» EXERCISE AIM
Indicate only the number of lines in the listing below in which the word "broken" appears.

» DATA EXTRACTS

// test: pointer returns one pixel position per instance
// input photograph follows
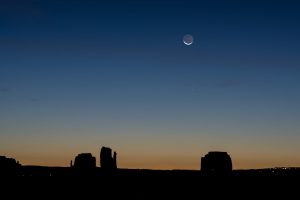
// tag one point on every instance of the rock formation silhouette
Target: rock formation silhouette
(216, 162)
(85, 161)
(107, 162)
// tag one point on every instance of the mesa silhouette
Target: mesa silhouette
(214, 163)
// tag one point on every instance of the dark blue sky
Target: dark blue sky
(75, 75)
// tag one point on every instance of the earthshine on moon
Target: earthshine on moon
(188, 39)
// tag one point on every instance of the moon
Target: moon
(188, 39)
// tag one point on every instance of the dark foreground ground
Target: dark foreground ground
(58, 183)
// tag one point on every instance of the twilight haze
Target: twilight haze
(78, 75)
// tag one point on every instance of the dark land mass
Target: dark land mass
(153, 184)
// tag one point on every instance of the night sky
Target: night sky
(78, 75)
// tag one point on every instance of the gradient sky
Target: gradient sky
(78, 75)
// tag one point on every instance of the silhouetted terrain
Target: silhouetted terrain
(216, 178)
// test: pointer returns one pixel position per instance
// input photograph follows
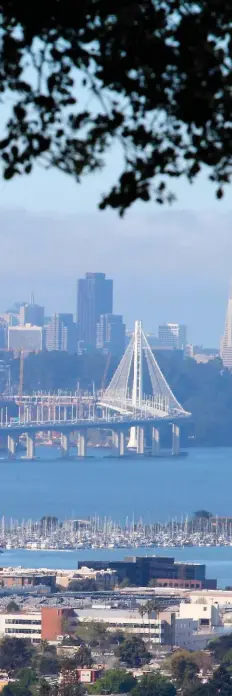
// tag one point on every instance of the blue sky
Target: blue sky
(168, 263)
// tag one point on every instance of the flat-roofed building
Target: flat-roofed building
(21, 625)
(28, 339)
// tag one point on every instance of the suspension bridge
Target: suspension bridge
(122, 407)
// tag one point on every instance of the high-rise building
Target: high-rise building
(94, 297)
(173, 336)
(226, 342)
(3, 334)
(31, 314)
(61, 333)
(111, 334)
(28, 339)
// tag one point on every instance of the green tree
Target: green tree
(154, 685)
(12, 607)
(83, 657)
(156, 79)
(94, 633)
(220, 647)
(114, 681)
(15, 653)
(116, 638)
(16, 689)
(133, 652)
(184, 669)
(76, 689)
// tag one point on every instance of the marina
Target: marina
(101, 533)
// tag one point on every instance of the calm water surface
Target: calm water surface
(153, 489)
(156, 489)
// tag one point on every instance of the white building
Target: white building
(226, 342)
(28, 339)
(204, 614)
(158, 630)
(21, 625)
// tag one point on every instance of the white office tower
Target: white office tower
(226, 342)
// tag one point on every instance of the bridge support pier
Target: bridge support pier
(155, 442)
(175, 439)
(11, 446)
(64, 444)
(30, 446)
(140, 440)
(121, 444)
(115, 439)
(133, 439)
(82, 444)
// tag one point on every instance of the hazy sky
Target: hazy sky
(168, 264)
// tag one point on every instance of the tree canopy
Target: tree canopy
(15, 653)
(154, 685)
(114, 681)
(153, 76)
(133, 652)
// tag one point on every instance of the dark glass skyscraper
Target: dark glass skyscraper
(94, 297)
(61, 333)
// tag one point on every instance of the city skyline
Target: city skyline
(165, 268)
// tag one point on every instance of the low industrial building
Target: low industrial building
(154, 628)
(48, 623)
(141, 570)
(18, 577)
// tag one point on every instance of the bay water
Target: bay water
(154, 489)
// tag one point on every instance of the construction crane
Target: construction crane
(21, 374)
(21, 377)
(105, 373)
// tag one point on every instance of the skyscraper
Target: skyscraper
(94, 297)
(31, 314)
(173, 336)
(61, 333)
(226, 342)
(111, 333)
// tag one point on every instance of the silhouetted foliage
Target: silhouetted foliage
(153, 76)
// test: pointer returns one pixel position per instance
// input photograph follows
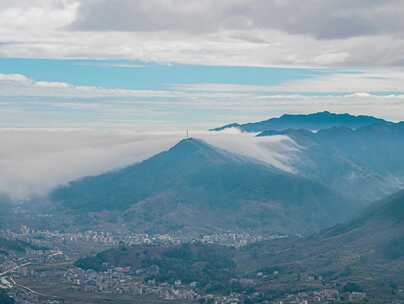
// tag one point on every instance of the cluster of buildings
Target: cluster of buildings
(326, 295)
(118, 281)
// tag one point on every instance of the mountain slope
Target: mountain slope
(368, 251)
(197, 186)
(315, 121)
(365, 163)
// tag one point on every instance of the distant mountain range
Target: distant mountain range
(365, 164)
(315, 121)
(195, 186)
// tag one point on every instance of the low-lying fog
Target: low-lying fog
(33, 161)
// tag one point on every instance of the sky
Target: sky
(183, 63)
(75, 70)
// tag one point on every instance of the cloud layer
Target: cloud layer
(231, 32)
(35, 161)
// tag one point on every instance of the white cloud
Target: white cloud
(34, 161)
(242, 32)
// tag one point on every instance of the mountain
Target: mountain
(195, 186)
(5, 209)
(315, 121)
(368, 252)
(364, 163)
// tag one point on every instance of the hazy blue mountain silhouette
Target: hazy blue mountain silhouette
(315, 121)
(196, 185)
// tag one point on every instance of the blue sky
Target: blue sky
(104, 93)
(153, 63)
(127, 74)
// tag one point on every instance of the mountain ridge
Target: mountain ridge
(194, 184)
(313, 121)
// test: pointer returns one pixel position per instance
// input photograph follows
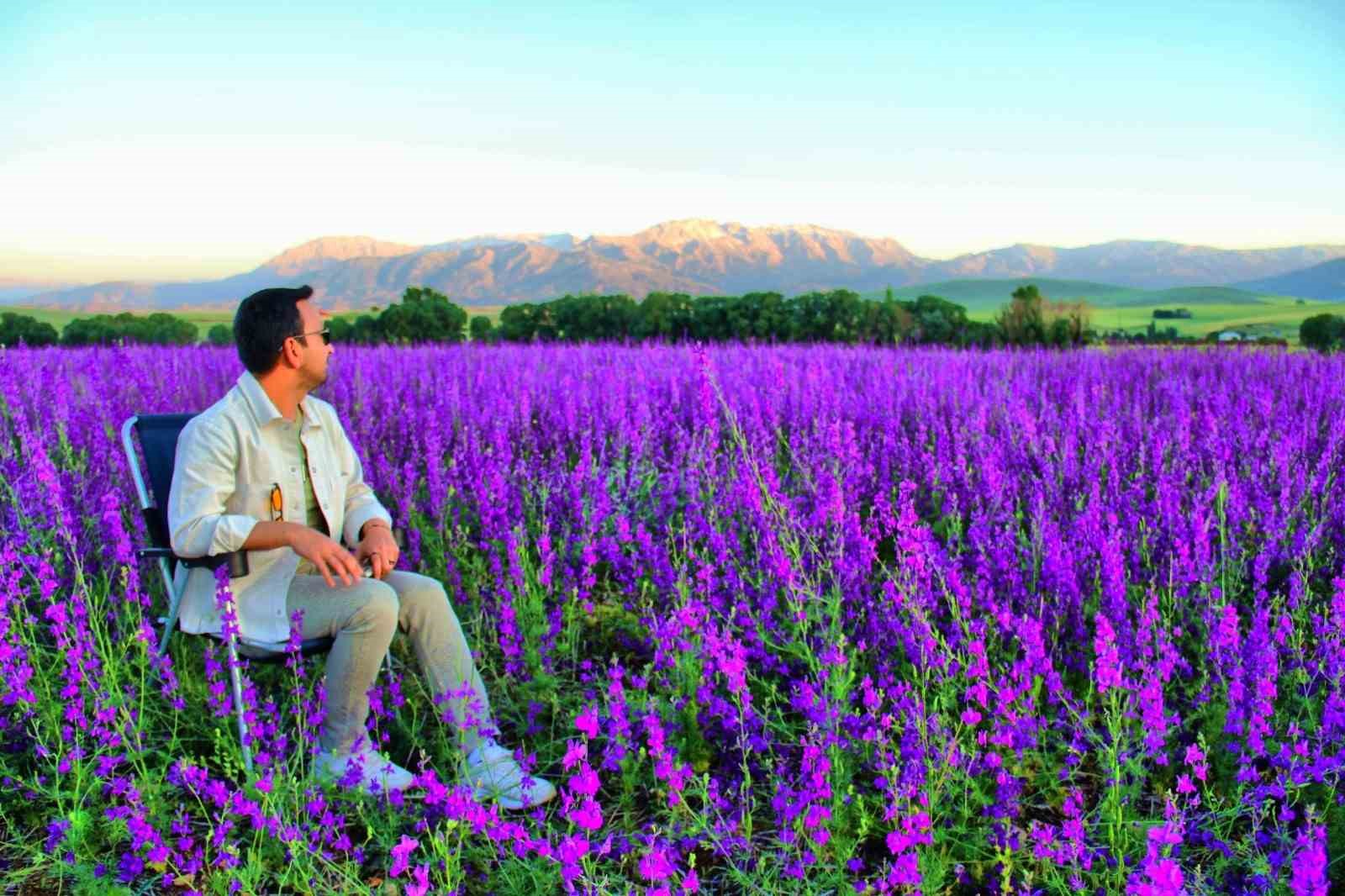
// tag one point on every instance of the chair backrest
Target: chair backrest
(159, 447)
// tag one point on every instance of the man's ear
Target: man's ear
(289, 353)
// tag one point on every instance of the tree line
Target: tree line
(838, 316)
(425, 315)
(159, 329)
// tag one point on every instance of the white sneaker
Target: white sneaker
(493, 774)
(377, 772)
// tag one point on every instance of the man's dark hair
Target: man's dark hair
(262, 323)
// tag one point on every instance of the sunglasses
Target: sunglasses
(326, 334)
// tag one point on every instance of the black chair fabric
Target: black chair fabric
(159, 445)
(158, 436)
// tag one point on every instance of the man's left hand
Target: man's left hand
(378, 549)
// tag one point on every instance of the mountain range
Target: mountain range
(694, 256)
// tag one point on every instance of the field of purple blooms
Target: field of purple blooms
(775, 619)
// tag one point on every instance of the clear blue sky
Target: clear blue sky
(145, 139)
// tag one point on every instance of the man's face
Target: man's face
(314, 354)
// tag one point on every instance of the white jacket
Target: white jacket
(229, 461)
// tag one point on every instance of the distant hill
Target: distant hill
(1189, 296)
(694, 256)
(990, 293)
(1320, 282)
(18, 288)
(979, 295)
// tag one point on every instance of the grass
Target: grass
(205, 319)
(1277, 316)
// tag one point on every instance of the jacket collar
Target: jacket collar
(264, 410)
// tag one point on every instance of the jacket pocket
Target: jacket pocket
(255, 499)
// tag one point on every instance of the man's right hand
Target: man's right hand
(326, 555)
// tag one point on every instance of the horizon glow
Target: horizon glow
(198, 143)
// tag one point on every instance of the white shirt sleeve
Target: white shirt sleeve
(203, 478)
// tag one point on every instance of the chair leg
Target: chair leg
(174, 607)
(235, 677)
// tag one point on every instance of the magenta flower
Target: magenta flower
(401, 855)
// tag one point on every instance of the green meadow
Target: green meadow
(1111, 307)
(1131, 309)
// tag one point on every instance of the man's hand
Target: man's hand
(378, 548)
(326, 555)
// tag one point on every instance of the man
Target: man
(269, 470)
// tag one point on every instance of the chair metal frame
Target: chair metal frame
(161, 551)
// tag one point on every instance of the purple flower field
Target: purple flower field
(773, 619)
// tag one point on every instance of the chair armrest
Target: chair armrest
(237, 561)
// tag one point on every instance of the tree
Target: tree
(1324, 333)
(1021, 322)
(665, 316)
(481, 329)
(24, 329)
(424, 315)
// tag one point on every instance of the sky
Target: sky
(154, 140)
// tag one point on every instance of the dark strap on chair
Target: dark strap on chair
(159, 445)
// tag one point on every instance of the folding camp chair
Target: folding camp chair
(159, 445)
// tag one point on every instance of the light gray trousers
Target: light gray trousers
(363, 619)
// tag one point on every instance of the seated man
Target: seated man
(269, 470)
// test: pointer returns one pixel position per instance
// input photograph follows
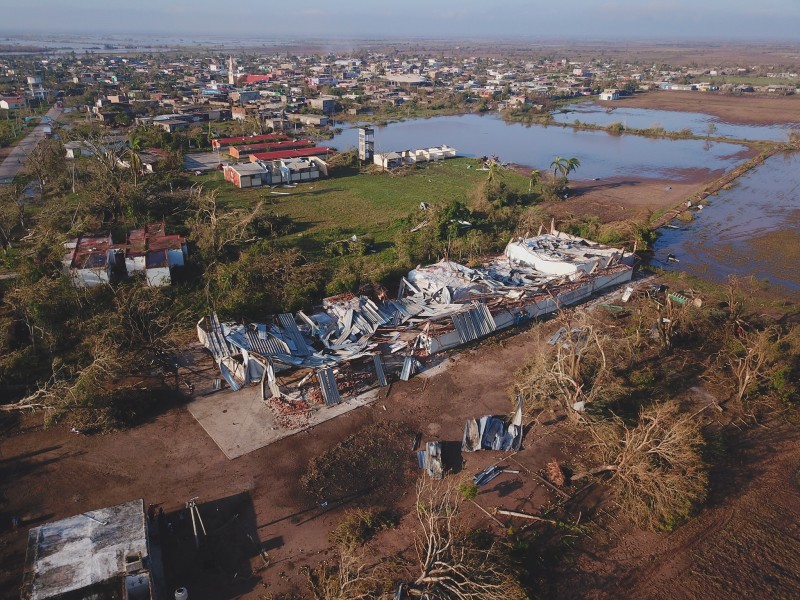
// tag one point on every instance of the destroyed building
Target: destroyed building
(352, 342)
(149, 251)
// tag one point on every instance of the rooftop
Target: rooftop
(84, 550)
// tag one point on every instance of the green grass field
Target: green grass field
(362, 203)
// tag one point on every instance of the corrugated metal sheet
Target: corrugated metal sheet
(473, 323)
(327, 383)
(376, 359)
(217, 343)
(410, 366)
(289, 327)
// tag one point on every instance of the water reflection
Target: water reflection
(646, 118)
(751, 229)
(601, 155)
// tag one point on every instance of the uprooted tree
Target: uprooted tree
(749, 356)
(108, 377)
(658, 474)
(570, 372)
(451, 563)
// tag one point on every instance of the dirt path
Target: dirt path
(51, 474)
(750, 109)
(18, 154)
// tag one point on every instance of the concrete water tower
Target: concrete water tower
(366, 144)
(231, 70)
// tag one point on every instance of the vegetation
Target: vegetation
(375, 457)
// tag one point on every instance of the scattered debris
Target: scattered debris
(485, 476)
(555, 474)
(354, 342)
(430, 459)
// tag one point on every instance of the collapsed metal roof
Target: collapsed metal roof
(438, 307)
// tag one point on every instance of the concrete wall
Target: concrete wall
(158, 277)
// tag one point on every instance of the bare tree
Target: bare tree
(450, 566)
(214, 230)
(749, 358)
(658, 473)
(669, 318)
(572, 371)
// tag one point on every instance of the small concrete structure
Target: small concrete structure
(98, 554)
(95, 260)
(90, 260)
(246, 175)
(608, 95)
(392, 160)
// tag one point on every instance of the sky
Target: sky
(404, 19)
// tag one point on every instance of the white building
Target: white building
(608, 95)
(97, 554)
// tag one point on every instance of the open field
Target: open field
(748, 109)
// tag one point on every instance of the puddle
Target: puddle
(602, 155)
(645, 118)
(753, 228)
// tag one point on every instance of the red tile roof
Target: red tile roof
(290, 154)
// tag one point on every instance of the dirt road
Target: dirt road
(19, 153)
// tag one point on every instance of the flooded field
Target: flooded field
(645, 118)
(753, 228)
(602, 155)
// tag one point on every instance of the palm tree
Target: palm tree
(534, 180)
(494, 171)
(559, 165)
(134, 159)
(571, 165)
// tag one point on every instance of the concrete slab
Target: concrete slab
(240, 422)
(202, 161)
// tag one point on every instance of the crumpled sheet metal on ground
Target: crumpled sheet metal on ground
(491, 433)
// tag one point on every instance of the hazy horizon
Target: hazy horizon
(624, 20)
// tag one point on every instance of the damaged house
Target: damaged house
(149, 251)
(353, 342)
(101, 554)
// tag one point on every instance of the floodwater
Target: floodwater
(752, 228)
(645, 118)
(602, 155)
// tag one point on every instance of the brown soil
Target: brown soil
(50, 474)
(745, 544)
(746, 110)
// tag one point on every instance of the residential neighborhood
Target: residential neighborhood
(396, 317)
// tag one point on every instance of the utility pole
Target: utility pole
(193, 510)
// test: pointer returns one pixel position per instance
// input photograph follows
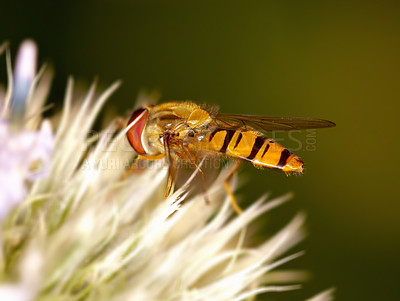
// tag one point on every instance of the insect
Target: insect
(188, 131)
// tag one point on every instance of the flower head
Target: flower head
(85, 228)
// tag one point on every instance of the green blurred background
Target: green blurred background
(337, 60)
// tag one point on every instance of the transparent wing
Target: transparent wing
(268, 124)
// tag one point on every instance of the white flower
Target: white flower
(88, 230)
(24, 154)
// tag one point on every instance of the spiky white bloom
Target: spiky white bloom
(87, 230)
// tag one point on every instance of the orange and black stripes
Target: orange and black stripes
(251, 146)
(285, 154)
(258, 143)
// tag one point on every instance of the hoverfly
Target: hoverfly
(190, 132)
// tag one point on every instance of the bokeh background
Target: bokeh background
(337, 60)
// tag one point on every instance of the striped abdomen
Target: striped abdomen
(251, 146)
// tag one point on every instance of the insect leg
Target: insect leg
(228, 189)
(193, 162)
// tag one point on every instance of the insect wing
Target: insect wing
(268, 124)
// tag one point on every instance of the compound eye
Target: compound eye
(134, 134)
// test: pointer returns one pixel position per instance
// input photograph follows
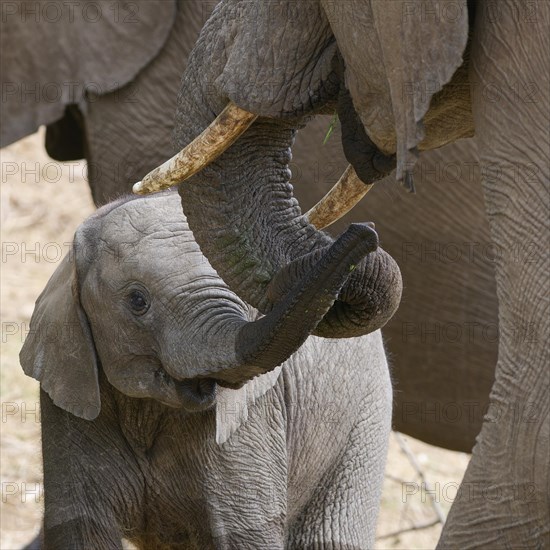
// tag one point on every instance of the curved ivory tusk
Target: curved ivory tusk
(204, 149)
(345, 194)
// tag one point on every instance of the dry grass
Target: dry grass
(39, 216)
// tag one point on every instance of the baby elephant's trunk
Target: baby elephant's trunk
(262, 345)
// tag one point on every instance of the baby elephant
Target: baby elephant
(167, 419)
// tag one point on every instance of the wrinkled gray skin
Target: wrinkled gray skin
(391, 57)
(126, 133)
(303, 470)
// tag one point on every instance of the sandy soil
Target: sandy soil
(42, 203)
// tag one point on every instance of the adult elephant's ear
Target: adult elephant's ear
(54, 53)
(404, 54)
(276, 57)
(59, 350)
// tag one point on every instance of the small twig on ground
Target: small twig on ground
(414, 463)
(414, 527)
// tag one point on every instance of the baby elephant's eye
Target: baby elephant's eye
(138, 302)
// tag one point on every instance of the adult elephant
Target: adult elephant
(121, 120)
(395, 72)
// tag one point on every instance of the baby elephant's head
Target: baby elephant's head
(137, 299)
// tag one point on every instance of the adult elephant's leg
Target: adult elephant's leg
(504, 496)
(129, 131)
(442, 341)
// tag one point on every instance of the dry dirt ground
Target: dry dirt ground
(42, 203)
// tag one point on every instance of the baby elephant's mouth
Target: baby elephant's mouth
(197, 394)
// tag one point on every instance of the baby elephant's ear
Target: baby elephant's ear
(59, 349)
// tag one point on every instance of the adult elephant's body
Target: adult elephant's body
(442, 380)
(395, 72)
(442, 341)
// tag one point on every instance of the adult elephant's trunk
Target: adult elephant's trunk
(262, 345)
(242, 212)
(250, 227)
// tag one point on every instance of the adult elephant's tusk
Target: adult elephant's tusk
(345, 194)
(204, 149)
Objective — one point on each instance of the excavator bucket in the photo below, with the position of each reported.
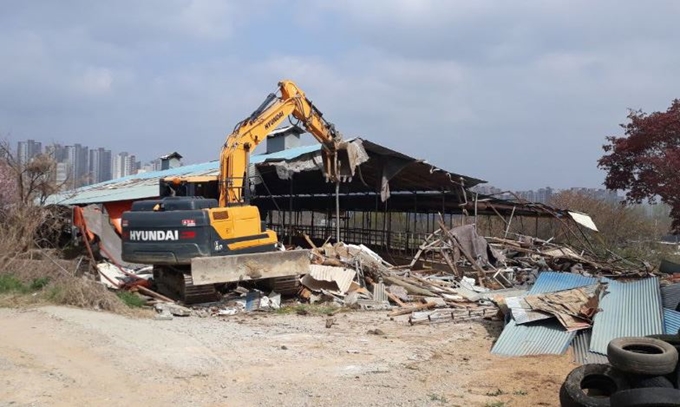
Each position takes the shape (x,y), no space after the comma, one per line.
(340,164)
(243,267)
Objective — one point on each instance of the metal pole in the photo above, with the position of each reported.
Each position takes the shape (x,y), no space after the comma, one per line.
(507,228)
(337,211)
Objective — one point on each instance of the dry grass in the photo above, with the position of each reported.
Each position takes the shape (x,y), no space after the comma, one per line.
(39,282)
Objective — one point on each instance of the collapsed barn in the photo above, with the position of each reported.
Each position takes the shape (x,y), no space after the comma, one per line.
(391,203)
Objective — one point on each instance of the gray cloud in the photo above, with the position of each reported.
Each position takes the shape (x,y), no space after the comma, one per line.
(521,94)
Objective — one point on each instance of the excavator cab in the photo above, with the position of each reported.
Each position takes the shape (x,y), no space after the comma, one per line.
(339,165)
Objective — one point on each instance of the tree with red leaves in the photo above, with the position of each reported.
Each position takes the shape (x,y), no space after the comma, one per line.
(645,162)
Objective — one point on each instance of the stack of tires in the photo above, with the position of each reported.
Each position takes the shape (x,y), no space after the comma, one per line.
(641,372)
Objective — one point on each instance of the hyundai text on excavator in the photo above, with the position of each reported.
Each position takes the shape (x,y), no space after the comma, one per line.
(196,240)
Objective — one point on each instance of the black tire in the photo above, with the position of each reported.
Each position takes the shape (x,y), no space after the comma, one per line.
(646,398)
(591,386)
(643,382)
(645,356)
(672,339)
(675,377)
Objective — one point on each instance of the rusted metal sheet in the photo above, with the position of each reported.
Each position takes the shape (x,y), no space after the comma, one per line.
(670,295)
(329,277)
(671,321)
(243,267)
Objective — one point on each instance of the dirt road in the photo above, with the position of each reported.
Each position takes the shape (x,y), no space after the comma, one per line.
(55,356)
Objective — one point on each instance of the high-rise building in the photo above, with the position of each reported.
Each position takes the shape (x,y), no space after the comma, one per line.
(57,152)
(100,165)
(124,164)
(62,173)
(26,150)
(77,157)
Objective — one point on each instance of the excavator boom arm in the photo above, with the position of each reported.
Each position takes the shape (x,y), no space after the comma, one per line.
(252,131)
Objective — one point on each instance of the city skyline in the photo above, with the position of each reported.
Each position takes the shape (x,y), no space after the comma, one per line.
(79,165)
(99,164)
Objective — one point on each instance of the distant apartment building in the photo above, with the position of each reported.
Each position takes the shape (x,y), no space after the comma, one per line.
(27,150)
(62,173)
(100,165)
(57,152)
(78,159)
(151,166)
(598,193)
(125,164)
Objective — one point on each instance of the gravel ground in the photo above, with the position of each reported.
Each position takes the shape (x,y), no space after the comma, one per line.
(57,356)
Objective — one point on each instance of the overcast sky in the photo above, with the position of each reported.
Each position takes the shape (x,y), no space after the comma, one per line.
(519,93)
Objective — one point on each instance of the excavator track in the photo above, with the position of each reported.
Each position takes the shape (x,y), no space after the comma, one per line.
(286,286)
(195,294)
(178,284)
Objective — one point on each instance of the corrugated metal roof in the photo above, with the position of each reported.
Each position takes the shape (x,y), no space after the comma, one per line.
(671,321)
(581,347)
(627,309)
(145,185)
(544,338)
(670,295)
(550,281)
(341,276)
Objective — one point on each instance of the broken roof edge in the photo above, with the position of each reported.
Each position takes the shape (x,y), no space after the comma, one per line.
(139,186)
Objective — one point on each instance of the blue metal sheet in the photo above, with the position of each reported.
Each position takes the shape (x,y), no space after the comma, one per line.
(581,347)
(550,281)
(671,321)
(627,309)
(145,185)
(544,338)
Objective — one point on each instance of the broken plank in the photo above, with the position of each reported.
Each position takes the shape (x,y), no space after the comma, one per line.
(408,310)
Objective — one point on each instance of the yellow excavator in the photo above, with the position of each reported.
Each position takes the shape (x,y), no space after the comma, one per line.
(197,241)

» RESPONSE AREA
2